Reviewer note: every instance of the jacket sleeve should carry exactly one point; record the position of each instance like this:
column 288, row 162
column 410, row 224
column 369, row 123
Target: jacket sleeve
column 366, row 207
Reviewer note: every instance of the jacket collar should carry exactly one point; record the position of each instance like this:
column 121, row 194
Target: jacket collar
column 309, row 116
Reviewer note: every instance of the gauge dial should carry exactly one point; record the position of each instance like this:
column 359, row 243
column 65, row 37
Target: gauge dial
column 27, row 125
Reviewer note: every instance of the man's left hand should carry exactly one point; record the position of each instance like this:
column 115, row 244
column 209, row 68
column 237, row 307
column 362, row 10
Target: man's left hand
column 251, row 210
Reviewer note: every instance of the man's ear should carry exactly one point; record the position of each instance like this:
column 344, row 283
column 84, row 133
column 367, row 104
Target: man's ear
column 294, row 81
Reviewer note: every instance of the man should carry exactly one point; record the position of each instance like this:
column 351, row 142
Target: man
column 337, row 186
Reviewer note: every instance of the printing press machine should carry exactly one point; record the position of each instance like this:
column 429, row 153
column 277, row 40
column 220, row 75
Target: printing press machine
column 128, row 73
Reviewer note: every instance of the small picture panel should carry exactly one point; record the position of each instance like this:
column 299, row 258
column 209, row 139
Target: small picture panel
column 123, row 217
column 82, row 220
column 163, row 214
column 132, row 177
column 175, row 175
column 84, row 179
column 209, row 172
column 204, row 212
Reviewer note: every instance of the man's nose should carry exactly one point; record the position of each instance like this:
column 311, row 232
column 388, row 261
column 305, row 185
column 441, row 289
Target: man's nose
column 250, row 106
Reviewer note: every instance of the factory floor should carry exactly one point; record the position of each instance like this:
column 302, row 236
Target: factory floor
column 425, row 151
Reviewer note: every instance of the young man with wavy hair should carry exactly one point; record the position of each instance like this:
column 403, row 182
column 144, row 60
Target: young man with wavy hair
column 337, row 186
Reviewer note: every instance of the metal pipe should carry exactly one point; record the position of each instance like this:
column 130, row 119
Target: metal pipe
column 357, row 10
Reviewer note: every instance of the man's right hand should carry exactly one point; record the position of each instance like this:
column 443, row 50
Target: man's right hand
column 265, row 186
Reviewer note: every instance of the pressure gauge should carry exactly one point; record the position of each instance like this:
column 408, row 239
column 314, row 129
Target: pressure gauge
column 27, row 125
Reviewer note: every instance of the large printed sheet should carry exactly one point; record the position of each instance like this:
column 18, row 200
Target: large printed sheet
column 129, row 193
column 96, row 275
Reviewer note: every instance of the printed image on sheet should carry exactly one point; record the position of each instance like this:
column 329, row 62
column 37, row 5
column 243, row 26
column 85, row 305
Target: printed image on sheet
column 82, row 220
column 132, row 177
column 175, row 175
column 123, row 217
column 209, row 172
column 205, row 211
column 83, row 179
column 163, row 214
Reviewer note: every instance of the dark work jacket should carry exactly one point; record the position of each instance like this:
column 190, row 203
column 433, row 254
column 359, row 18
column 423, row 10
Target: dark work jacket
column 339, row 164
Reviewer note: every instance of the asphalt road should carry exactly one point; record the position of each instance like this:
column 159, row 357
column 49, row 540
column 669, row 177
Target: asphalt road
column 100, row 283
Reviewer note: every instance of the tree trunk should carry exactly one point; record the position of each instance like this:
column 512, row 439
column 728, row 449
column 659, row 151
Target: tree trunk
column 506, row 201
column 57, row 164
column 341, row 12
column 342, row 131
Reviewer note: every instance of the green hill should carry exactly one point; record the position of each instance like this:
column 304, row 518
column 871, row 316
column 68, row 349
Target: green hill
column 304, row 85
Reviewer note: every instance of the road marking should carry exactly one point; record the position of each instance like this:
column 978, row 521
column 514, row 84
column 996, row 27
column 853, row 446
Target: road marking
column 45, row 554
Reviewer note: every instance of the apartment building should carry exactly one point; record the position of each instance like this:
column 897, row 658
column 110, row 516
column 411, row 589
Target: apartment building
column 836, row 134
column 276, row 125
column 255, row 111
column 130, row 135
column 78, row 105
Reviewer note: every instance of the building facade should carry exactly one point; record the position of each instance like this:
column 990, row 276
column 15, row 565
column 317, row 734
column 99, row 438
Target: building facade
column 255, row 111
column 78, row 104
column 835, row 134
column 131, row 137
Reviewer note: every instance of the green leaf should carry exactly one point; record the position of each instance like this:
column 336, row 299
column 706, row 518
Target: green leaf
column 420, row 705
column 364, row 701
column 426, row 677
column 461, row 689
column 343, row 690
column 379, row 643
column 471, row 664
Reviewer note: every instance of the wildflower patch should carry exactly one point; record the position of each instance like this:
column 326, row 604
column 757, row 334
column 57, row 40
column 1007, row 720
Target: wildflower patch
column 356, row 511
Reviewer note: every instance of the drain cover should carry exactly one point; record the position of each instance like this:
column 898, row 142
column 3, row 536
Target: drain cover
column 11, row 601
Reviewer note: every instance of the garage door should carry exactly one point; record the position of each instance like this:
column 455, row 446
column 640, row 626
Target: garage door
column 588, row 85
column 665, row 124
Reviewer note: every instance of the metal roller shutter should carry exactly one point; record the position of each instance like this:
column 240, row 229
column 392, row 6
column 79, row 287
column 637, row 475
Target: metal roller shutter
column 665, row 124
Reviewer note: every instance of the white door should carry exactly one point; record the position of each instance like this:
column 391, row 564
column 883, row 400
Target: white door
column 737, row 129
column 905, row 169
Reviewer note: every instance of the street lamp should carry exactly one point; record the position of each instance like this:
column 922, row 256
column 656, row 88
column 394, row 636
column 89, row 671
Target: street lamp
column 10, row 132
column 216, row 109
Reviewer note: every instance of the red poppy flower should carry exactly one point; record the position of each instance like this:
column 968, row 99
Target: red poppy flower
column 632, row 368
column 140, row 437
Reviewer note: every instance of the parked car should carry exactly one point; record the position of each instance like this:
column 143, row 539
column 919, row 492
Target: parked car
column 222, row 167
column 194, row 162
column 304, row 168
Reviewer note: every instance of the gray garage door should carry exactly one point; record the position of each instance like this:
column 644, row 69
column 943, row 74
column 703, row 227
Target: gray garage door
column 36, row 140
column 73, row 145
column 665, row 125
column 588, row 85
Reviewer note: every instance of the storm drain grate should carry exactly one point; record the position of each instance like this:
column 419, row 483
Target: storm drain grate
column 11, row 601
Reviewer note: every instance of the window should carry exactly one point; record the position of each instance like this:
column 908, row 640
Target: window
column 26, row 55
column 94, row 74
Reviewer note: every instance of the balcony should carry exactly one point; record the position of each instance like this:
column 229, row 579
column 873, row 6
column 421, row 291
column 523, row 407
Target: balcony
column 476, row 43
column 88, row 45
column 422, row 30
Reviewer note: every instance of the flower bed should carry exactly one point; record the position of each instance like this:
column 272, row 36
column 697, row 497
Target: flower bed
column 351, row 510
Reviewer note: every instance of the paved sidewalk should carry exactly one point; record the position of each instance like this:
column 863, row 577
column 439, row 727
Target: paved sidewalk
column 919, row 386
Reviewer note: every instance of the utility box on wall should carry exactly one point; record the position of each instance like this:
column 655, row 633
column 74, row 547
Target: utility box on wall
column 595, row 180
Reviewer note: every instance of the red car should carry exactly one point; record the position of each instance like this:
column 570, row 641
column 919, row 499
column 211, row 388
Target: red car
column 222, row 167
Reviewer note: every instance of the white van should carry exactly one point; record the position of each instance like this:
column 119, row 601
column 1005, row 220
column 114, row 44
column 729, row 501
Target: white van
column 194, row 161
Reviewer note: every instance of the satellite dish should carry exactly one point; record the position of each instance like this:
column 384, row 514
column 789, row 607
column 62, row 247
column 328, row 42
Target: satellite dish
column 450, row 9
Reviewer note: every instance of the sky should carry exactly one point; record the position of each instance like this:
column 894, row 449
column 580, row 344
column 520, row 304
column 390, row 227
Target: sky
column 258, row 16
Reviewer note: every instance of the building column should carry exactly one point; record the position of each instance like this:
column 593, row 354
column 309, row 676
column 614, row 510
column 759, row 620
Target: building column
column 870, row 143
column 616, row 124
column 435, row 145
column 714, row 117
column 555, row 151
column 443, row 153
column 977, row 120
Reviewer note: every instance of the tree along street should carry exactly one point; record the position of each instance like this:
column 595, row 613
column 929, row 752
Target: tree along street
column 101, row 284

EXERCISE PROMPT: Can you reproduce the material above word for word, starting with its first line and ending with the line that contains "column 204, row 212", with both of those lines included?

RESPONSE:
Reviewer note: every instance of the jacket sleeve should carry exactly one point; record the position of each instance like this:
column 288, row 162
column 410, row 224
column 369, row 123
Target: jacket sleeve
column 366, row 207
Reviewer note: every instance of the jacket collar should carry exactly one point; record the position of each instance like this:
column 121, row 194
Target: jacket collar
column 309, row 116
Reviewer note: every instance of the gauge dial should carry exactly one point; record the position of each instance like this:
column 359, row 243
column 65, row 37
Target: gauge dial
column 27, row 125
Reviewer note: every instance of the man's left hand should carry exactly one point; record the position of each instance like this:
column 115, row 244
column 209, row 68
column 237, row 307
column 362, row 10
Target: man's left hand
column 251, row 210
Reviewer note: every instance of the man's ear should carry exactly one point; record the position of each instance like this:
column 344, row 283
column 84, row 133
column 367, row 104
Target: man's ear
column 294, row 81
Reviewer note: every instance of the man should carry exactly one point; record the position of each instance like this:
column 351, row 142
Target: man
column 337, row 186
Reviewer note: every instance of the printing press machine should carry exactly one point; record the position of each instance like this:
column 429, row 153
column 277, row 40
column 220, row 75
Target: printing press machine
column 128, row 73
Reviewer note: every instance of the small picture panel should carry exactly one point; record the position of each instance like this:
column 299, row 258
column 209, row 139
Target: small picture panel
column 123, row 217
column 82, row 220
column 163, row 214
column 132, row 177
column 175, row 175
column 84, row 179
column 209, row 172
column 204, row 212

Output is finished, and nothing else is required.